> What to produce: Transcribe the records that follow exactly. Skip the pictures.

· · · · · · ·

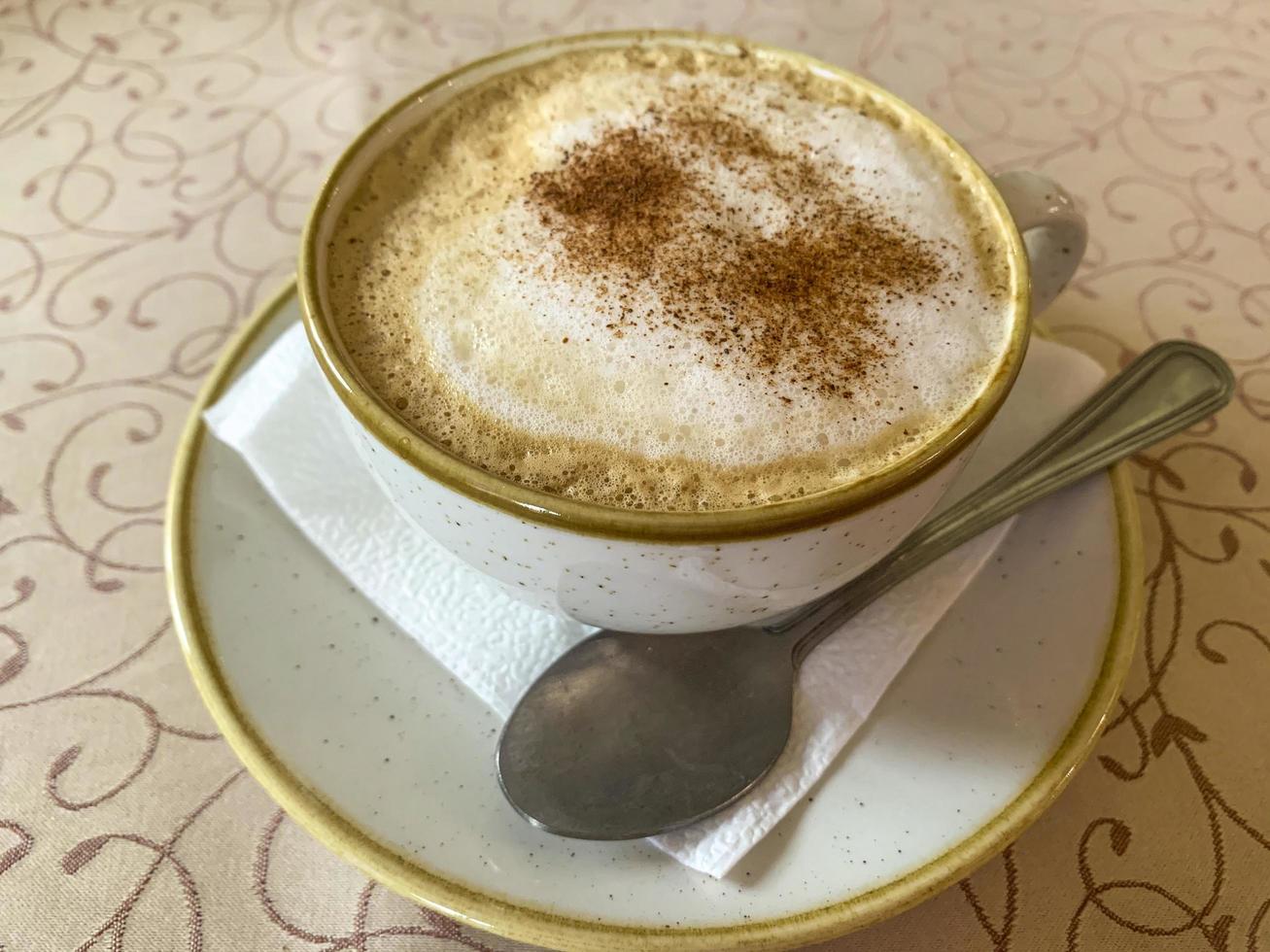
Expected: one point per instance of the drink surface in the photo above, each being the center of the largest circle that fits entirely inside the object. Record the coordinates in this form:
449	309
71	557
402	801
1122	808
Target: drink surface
669	278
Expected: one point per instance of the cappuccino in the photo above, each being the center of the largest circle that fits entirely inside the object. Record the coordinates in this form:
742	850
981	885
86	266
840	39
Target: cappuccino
669	278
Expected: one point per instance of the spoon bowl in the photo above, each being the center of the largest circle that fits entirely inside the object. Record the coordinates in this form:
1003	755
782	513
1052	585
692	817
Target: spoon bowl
629	735
708	712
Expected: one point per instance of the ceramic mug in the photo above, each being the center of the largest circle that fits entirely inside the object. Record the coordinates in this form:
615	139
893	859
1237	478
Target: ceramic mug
674	571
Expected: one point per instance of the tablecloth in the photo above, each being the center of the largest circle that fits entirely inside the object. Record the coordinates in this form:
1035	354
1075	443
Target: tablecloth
156	161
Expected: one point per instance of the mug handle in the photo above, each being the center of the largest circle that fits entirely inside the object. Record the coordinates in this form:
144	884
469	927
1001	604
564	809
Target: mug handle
1053	231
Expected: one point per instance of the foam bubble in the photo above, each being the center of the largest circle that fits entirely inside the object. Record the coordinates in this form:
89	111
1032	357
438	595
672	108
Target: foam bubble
456	297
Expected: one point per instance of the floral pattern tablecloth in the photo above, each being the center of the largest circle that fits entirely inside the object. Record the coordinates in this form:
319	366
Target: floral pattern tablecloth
156	161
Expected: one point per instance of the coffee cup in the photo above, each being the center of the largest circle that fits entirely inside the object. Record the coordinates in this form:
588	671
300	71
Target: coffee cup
645	569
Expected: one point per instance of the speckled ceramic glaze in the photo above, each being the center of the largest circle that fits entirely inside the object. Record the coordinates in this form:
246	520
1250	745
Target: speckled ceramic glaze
372	746
681	571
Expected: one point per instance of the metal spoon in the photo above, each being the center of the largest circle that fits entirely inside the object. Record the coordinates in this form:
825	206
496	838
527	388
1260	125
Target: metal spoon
629	735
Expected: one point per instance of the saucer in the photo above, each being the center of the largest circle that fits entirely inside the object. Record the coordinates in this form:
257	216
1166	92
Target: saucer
372	746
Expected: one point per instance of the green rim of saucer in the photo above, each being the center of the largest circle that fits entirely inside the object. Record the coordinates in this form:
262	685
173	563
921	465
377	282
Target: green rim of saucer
516	920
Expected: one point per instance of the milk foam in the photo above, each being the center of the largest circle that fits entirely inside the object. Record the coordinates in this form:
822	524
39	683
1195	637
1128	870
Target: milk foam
454	298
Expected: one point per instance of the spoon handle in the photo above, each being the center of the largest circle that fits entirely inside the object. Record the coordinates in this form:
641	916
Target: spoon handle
1170	388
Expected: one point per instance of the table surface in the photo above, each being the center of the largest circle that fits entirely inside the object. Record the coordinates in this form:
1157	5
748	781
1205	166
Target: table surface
159	157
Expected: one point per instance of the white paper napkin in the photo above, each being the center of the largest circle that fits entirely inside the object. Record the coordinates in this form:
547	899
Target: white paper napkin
285	422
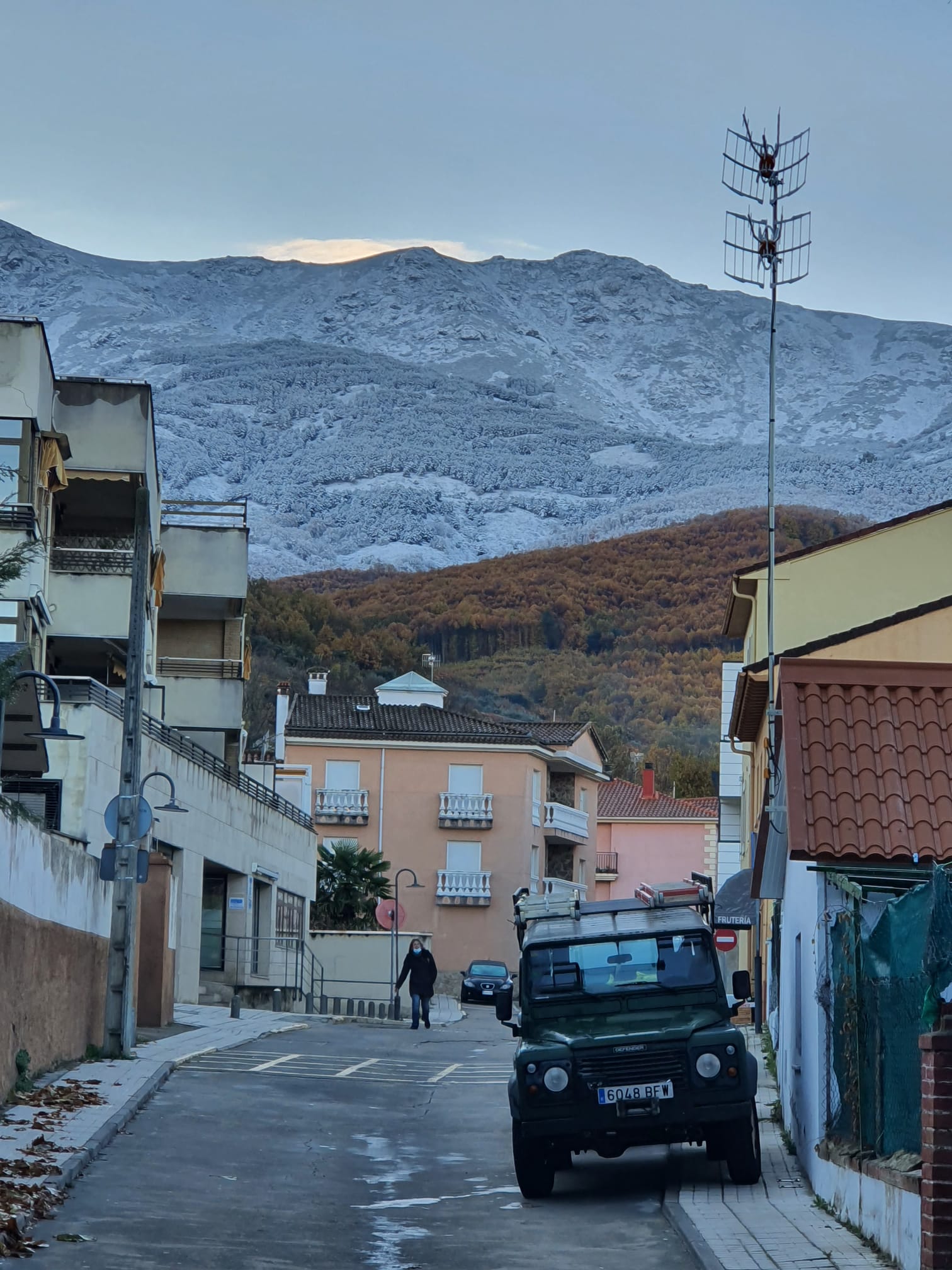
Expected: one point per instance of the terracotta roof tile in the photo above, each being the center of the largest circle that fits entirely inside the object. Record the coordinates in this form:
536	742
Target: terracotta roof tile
868	756
622	801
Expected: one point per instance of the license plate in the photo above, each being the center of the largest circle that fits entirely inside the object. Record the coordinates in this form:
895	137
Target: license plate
635	1092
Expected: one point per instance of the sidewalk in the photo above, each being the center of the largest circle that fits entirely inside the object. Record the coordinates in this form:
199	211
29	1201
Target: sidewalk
47	1141
772	1226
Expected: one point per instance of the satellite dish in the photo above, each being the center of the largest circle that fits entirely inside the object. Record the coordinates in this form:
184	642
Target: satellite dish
383	913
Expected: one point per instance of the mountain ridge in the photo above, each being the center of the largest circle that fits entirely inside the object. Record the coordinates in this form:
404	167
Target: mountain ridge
417	411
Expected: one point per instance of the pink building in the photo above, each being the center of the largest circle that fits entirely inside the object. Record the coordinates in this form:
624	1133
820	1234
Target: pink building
644	836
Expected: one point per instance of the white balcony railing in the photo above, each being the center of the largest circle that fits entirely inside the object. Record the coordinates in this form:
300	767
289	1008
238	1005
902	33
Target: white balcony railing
466	807
558	818
462	884
341	806
562	890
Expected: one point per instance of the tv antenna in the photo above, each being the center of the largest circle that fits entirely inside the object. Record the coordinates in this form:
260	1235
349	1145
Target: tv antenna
767	251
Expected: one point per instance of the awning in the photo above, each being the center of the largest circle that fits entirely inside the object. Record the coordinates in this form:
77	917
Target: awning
733	903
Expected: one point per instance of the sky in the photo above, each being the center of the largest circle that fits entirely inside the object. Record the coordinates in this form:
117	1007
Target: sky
326	130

· · · · · · ·

> Full response:
Expected: one point per instance of the drink surface in the photo above, each being the center of the largest circle that fits entirely inside the object. Record the coordinates in this form:
449	309
71	557
402	801
1122	808
Target: drink surface
669	278
Expected: one point per instance of the cappuccino in the photo above, each being the center of the largest circle that fits entirely inside the object. Record the coordinates in this form:
742	850
981	885
86	266
840	39
Target: cappuccino
669	278
Expected: one point per instance of the spoon bowl in the photo above, each being the center of the largest circle that fits entirely inside the object. Record the coordinates in this form:
1003	755
782	513
1052	585
692	817
Target: spoon bowl
629	735
708	712
Expected: one point per instance of the ceramic mug in the photo above, each being the center of the largest circle that fits entirely inside the object. Record the coordinates in this form:
615	139
893	859
1237	478
Target: ceramic mug
674	571
Expected: one point per instance of the tablecloth in the photo above, each being the center of the largest circle that fits entirely inside the object. Record the coordinates in this form:
1035	354
1075	443
Target: tablecloth
156	161
Expected: one point per instance of the mug handle in the photo above, each being the center of the largest circle that fits entirely inside the object. Record the coordinates in this form:
144	884
469	927
1001	604
564	809
Target: mug handle
1053	231
Expected: one point per instance of the foam bubble in the photo above, each being the center of the largest circle that fits entirely inside the object. Record the coordinates in this form:
89	111
1032	357
438	595
672	108
Target: foam bubble
456	297
Expected: one point per instance of the floral pattern tablecloth in the photo above, each being the center of the largest circle that fits entirely inside the object. Record the coordinates in this form:
319	366
Target: floral pattern tablecloth
156	161
Expected: one point per instance of the coffee cup in the photo above, each being the center of the largest circle that fits entirely inside the object. Record the coordinates in this form:
588	671
300	71
Target: coffee cup
645	569
Expected: one point per instance of the speckled ceramic glaze in the photo above, each being the center of the largest circle that fits entirely inside the object. Record the coordinates in this form:
246	520
1250	745
Target: speckled ceramic glaze
372	746
681	571
Expected: one point per instance of the metal spoon in the photo above, each being the center of the largest circle that fits entirely inside the object. Record the coordinates in this form:
825	206
496	838
527	388
1260	125
Target: metal spoon
629	735
Expected: one point per instance of the saucer in the photo above, each being the center of the largest circle that fits entirely inside the object. Record the coordinates in this form:
257	216
1166	92
Target: saucer
372	746
Expected: one point per instance of the green rim of saucer in the photo above, each being the center of the largest circle that fits entirely inside the object. Record the coordinates in this form:
262	685
173	563
921	465
377	282
Target: green rim of saucer
516	920
Expected: one point per instance of the milk foam in the photo above, each being the center of the largest circle that fits entirely inside the object. Record the coordinates in this form:
822	524
39	683
1195	637
1128	870
Target: milk foam
454	298
Expected: one point per instance of the spoon handle in the photo above, each being the center of the largest circle that fits entirely inside the object. Record the coordinates in this form:
641	916
Target: spoon handle
1170	388
Expected: one point per instance of the table surface in the photo above, each being the center of the largest circle that fits entirely inside the object. Record the coordinates in this form:
1157	5
748	781
1205	166
Target: table surface
159	157
Expected: one point per instance of the white paper napkin in the photo above, each being the center of the largest circle that fits entirely inside the object. Record the coordinates in this form:
547	899
Target: white paper napkin
285	422
Expected: one point per instance of the terracotta roof tile in the photo above, each being the center of the largest circle that fits entirely inside the object. Record the coordinates in this form:
536	742
Target: terracotta roof tile
868	756
622	801
Expected: one point per instance of the license plate in the photo above, each being the center of the largest circle that fits entirely inside the object. Record the coordinates in this form:
895	137
Target: license plate
635	1092
Expected: one point per instance of the sidewalk in the photo above, each being the center of the largest circle that fits entirely inside the object. Record the coordinates in this form:
199	211
29	1201
Target: sidewalk
47	1141
772	1226
Expected: one point per instance of the satellite dish in the photo above, each being the center of the largest circle that fits entirely inside the object. Record the coordinates in this form:
184	642
Target: satellite dish
383	913
Expected: one point per instance of the mountain ridge in the photo above, each being the center of the largest circle that fits entirely inside the object. Record the coordinates in this form:
404	167
Target: mountain ridge
417	411
Expected: one point per instance of the pink building in the photo above, each being the center of the largest circle that fits entirely inside the object. Record the coordinates in this form:
624	1133
820	1234
Target: pink building
644	836
Expected: one point per instance of the white balcony railing in the photo above, each being the center of the largest circle that fits entirely inside the object. Record the coordinates in this form:
300	767
289	1008
238	1005
902	33
Target: white balcony railing
466	807
558	818
462	884
341	806
562	890
Expected: one point per instance of the tv antenna in the photo above, each being the center of the largest circle that fits entirely inside the object. Record the coordinates in this form:
260	1235
349	1145
Target: tv antenna
767	251
Expected: one point per instance of the awning in the photo above, each being the center of the largest circle that fits entirely inside the object. Record the coordinates in this form:
77	917
Target: awning
733	903
Expected: one point per instance of the sky in the photo above, each being the center of the largest circle that fits entirely inside the object. Record the coordinates in this form:
117	1007
Target: sky
326	130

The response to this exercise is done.